━━ EXERCISE INPUT

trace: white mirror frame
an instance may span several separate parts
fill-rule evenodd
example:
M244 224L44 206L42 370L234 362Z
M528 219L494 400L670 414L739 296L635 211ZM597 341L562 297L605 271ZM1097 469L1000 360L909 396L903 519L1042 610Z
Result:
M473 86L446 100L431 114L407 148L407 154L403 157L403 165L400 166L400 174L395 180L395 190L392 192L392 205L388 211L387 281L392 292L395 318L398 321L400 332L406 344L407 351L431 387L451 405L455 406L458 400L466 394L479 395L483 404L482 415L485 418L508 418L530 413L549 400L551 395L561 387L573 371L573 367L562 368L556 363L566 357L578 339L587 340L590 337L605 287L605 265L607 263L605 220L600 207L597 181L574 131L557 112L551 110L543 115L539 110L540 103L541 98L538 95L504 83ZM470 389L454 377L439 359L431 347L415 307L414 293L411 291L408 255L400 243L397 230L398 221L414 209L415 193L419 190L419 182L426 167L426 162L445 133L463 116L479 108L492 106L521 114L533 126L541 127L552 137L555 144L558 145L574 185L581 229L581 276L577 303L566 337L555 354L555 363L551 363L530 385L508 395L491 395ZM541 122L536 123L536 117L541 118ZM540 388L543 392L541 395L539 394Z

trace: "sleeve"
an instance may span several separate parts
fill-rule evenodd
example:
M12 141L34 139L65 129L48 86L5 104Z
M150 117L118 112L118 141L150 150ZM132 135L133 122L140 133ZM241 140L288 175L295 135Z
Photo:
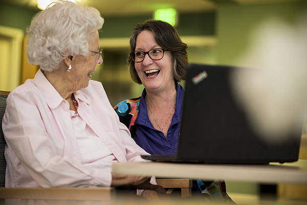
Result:
M59 144L65 142L55 140L58 136L47 133L46 124L54 120L48 121L46 117L43 120L48 107L36 97L11 93L7 99L3 128L8 145L8 165L11 165L13 170L12 174L19 174L16 177L19 180L30 175L28 177L42 187L109 187L109 171L85 167L65 154L68 150L58 153Z

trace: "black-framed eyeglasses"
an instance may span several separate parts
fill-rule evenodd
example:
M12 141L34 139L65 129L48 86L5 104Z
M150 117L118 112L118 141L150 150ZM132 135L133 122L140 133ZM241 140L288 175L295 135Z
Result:
M142 62L145 58L146 54L148 54L152 60L158 60L163 57L165 51L167 51L167 50L164 48L154 48L147 52L135 51L130 53L130 56L135 63Z
M98 60L98 59L99 59L100 55L102 53L102 49L101 48L98 48L98 52L93 51L90 51L96 53L96 59Z

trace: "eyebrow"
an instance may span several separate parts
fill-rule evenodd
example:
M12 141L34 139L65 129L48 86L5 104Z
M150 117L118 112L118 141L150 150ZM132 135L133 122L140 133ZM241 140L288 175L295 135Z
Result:
M157 47L161 47L161 46L160 46L159 45L155 45L154 46L152 46L151 48L150 48L150 49L149 50L151 50L151 49L154 49L154 48L156 48ZM144 51L143 49L141 49L141 48L136 48L136 51Z

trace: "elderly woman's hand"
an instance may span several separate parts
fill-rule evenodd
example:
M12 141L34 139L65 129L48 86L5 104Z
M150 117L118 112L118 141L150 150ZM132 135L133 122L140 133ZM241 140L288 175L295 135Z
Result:
M165 193L164 188L159 185L151 184L150 180L150 177L112 173L111 186L150 190L155 191L158 193Z

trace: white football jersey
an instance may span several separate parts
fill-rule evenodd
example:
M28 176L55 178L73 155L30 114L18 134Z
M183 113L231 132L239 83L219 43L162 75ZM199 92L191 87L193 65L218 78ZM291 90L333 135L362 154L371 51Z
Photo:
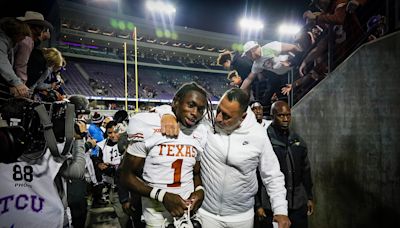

━━━━

GOAL: Swap "football jersey" for "soccer jersey" in the lines beginning with the line containing "trace: white football jersey" and continuing through the final line, changing nothing else. Reproduce those lines without the picture.

RESULT OF THE EXERCISE:
trace: white soccer jersey
an instance may span several separate parts
fill-rule evenodd
example:
M28 176L55 178L73 155L30 114L18 134Z
M183 113L231 132L239 83L219 43L162 75ZM199 92L191 87L193 65L218 78ZM291 90L333 135L362 154L371 51Z
Photo:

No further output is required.